__Object position labeling rows__:

———

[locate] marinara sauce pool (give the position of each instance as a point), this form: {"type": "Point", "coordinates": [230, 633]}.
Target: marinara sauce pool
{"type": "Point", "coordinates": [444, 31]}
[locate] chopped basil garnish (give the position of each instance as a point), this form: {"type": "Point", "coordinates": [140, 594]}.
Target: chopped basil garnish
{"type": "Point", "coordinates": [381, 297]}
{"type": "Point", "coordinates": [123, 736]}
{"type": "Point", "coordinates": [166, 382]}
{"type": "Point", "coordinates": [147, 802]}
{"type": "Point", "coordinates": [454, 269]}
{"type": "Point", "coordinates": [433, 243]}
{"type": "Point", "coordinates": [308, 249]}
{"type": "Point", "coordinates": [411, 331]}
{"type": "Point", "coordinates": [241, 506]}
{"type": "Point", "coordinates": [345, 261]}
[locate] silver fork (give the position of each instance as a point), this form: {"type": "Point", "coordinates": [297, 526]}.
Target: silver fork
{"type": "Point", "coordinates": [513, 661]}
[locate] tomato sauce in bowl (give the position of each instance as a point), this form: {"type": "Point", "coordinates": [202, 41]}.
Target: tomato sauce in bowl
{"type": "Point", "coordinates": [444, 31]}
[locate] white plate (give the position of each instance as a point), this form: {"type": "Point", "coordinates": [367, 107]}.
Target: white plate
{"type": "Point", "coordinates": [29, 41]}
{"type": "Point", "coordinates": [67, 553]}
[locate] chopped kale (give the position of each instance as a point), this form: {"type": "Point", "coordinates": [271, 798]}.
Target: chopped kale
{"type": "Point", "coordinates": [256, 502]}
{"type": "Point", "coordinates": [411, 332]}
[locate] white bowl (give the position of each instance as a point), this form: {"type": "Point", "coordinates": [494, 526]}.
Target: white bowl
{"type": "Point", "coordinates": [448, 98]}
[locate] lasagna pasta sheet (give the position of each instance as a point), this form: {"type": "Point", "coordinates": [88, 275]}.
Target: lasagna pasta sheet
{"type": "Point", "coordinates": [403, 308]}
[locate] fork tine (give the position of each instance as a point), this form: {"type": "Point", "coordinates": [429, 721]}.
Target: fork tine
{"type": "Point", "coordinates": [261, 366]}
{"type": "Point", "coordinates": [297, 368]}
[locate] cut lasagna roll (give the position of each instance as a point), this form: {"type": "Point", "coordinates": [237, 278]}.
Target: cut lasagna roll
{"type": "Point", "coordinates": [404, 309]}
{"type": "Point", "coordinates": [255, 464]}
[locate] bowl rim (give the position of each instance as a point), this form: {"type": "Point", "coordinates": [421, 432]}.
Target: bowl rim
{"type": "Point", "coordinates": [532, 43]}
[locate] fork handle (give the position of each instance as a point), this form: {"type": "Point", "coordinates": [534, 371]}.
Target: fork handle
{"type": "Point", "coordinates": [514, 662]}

———

__The problem__: Reproduce the rows starting with the line that contains "[locate] cut lasagna" and going on through the end of the rows, requests included. Add 13 to every point coordinate in the answers.

__Solution for this problem__:
[locate] cut lasagna roll (give the position of each instance as a point), this form: {"type": "Point", "coordinates": [237, 278]}.
Target: cut lasagna roll
{"type": "Point", "coordinates": [417, 322]}
{"type": "Point", "coordinates": [268, 477]}
[locate] bowl rim (give the position of each instance as a point), this form: {"type": "Point", "coordinates": [421, 432]}.
Target: bowl rim
{"type": "Point", "coordinates": [545, 56]}
[locate] fork handle (give the position of each instance as a point), this form: {"type": "Point", "coordinates": [534, 371]}.
Target: fork handle
{"type": "Point", "coordinates": [527, 675]}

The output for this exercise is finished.